### [EXERCISE GOAL]
When you reach the line containing "pixel 559 60", begin reproducing the lines exactly and continue through the end of the listing, leaving out the pictures.

### [DATA SUPPLIED]

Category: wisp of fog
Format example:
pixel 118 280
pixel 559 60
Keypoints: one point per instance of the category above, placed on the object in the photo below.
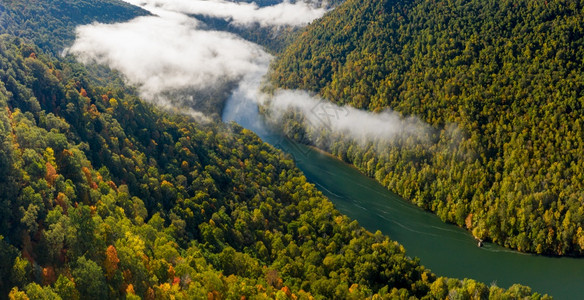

### [THE ANSWER]
pixel 559 60
Keypoints: one point per instance of the category above, placed on the object in the photo below.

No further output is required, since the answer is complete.